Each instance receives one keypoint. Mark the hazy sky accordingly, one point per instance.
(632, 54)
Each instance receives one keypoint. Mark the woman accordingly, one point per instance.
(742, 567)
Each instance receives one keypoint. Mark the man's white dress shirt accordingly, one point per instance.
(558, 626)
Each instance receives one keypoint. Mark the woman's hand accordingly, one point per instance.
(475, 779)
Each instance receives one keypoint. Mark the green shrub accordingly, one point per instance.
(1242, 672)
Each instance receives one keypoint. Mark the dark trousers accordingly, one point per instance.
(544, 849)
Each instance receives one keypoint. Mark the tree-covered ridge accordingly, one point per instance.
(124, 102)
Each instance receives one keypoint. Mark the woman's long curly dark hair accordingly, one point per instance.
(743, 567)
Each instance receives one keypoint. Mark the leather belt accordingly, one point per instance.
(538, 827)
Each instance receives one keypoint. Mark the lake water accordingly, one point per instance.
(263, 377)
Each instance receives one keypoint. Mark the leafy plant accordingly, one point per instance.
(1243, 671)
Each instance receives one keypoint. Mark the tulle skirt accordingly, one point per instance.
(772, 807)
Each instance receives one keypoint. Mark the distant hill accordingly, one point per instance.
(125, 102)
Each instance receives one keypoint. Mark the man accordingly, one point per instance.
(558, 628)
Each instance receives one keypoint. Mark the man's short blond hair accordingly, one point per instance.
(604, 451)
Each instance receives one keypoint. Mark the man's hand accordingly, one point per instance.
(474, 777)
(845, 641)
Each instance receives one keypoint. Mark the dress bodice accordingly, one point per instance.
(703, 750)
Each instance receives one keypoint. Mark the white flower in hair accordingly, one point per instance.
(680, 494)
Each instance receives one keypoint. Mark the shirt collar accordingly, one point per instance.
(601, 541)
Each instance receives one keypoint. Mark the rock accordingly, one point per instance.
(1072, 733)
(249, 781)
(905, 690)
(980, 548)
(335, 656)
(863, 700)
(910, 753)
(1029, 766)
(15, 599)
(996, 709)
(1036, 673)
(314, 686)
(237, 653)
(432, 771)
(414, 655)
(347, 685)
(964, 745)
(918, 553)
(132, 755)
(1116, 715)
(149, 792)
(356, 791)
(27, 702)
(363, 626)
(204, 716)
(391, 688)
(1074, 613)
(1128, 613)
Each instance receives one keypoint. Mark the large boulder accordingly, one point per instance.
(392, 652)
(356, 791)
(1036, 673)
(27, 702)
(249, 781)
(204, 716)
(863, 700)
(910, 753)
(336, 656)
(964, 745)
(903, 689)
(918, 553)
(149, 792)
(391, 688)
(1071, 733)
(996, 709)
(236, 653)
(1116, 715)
...
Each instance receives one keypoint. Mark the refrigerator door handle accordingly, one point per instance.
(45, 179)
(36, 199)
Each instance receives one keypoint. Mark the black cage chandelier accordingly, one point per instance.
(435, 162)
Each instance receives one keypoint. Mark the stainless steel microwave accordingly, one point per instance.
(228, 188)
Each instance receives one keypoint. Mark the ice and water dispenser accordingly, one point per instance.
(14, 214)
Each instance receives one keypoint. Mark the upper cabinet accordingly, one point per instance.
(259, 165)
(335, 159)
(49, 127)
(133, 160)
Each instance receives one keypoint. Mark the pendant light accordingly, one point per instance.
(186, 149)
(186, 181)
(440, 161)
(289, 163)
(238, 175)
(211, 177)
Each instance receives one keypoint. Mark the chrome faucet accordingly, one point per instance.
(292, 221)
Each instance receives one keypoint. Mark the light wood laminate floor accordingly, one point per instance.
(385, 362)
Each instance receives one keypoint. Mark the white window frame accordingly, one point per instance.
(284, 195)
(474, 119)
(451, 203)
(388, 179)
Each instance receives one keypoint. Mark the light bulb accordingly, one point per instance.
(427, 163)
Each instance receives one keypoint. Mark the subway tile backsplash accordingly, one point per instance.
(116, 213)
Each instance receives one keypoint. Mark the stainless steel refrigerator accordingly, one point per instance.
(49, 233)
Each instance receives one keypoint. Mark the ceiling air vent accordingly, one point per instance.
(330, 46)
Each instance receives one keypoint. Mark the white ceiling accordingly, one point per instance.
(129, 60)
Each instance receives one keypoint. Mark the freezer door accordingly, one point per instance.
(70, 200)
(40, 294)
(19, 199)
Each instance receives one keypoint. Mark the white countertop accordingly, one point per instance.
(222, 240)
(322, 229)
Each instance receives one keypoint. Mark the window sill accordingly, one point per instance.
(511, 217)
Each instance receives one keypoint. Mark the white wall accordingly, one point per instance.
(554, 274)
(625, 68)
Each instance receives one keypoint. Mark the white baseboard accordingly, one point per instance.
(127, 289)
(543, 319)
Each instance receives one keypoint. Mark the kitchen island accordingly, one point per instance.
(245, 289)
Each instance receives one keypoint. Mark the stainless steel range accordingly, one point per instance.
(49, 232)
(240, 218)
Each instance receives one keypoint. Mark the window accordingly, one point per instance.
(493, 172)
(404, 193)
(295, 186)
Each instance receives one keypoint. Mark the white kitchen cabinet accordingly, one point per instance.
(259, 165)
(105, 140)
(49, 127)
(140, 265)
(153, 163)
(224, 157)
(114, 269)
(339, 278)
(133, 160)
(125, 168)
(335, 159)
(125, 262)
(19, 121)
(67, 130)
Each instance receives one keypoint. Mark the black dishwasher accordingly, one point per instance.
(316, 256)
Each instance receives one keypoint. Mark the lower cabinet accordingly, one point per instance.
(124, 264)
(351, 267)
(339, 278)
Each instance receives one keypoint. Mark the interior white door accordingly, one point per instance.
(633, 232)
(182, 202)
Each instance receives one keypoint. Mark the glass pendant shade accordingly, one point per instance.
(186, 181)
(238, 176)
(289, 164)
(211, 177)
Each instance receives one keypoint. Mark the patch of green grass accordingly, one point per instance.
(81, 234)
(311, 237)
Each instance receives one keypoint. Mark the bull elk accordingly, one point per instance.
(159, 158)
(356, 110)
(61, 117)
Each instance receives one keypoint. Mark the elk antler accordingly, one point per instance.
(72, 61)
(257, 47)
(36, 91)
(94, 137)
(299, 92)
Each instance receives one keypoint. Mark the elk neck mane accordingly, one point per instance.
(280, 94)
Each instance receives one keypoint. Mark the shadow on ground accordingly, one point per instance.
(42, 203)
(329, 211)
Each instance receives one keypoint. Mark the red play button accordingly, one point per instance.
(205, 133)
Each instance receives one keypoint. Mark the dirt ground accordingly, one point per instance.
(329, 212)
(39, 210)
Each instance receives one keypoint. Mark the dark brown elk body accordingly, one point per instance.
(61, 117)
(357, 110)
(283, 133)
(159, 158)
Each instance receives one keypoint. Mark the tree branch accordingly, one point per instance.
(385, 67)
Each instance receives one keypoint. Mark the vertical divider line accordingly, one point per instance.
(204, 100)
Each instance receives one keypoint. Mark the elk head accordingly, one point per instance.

- _Problem statement_: Would you retype the lines above from the one with "Each instance receives one keypoint. Mark the vertical" down to the one with "Each instance receives one keypoint. Mark the elk head", word for word, both ends included and no other lines?

- _Answer section_:
Each instance receives one keypoint. Mark the vertical divider line accordingly, one point per instance.
(204, 100)
Each instance receives one keypoint. Mark the elk head accordingly, one point per instance.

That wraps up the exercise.